** Start Data entries **

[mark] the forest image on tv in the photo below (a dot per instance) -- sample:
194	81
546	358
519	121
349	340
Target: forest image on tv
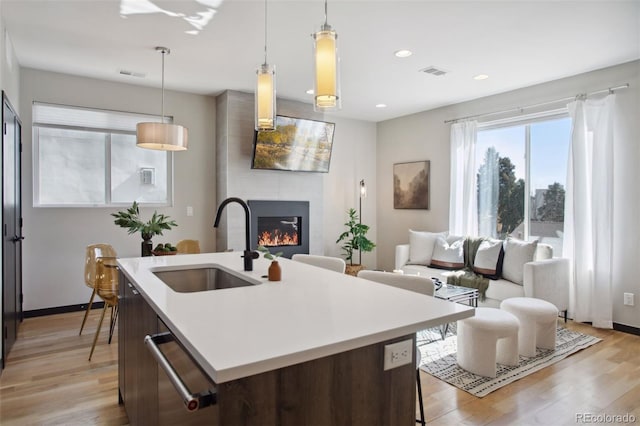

** End Data entries **

- [Exercise directions] Return all of the data above line for line, leaving the pictures out.

- [Exercise response]
[mark] the forest image on tv in the photo below (a dot per instance) -- sample:
194	81
546	358
519	121
349	340
Target: forest image on tv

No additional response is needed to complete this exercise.